● À FAIRE: Quelles nouvelles formes de protestation et de révolte le bloc de texte cite-t-il en exemple ?

● BLOC DE TEXTE:
★ ★ ★ ★
Enfin, les nouvelles et récentes formes de protestation et de révolte alternatives (« printemps arabes », les « Indignados » de Madrid et les « Occupy Wall Street », entre autres) ont redonné vigueur à l’espoir car elles ont montré que la soif de changement, même au sacrifice de sa propre personne, n’est jamais éteinte. Dans ce cas, il faut admettre qu’elles ne paraissent pas posséder la force génératrice de changements structurels effectifs, à court et moyen termes, à la hauteur des désastres humains, sociaux et environnementaux qui continuent à dévaster la condition humaine et la vie sur la planète Terre.
★ ★ ★ ★
● DONNÉES SUIVANTES:
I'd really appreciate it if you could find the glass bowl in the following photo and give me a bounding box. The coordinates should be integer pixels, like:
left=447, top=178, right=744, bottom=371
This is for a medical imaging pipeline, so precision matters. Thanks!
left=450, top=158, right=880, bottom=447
★ ★ ★ ★
● EXERCICE TERMINÉ: Les « printemps arabes », les « Indignados » de Madrid et les « Occupy Wall Street ».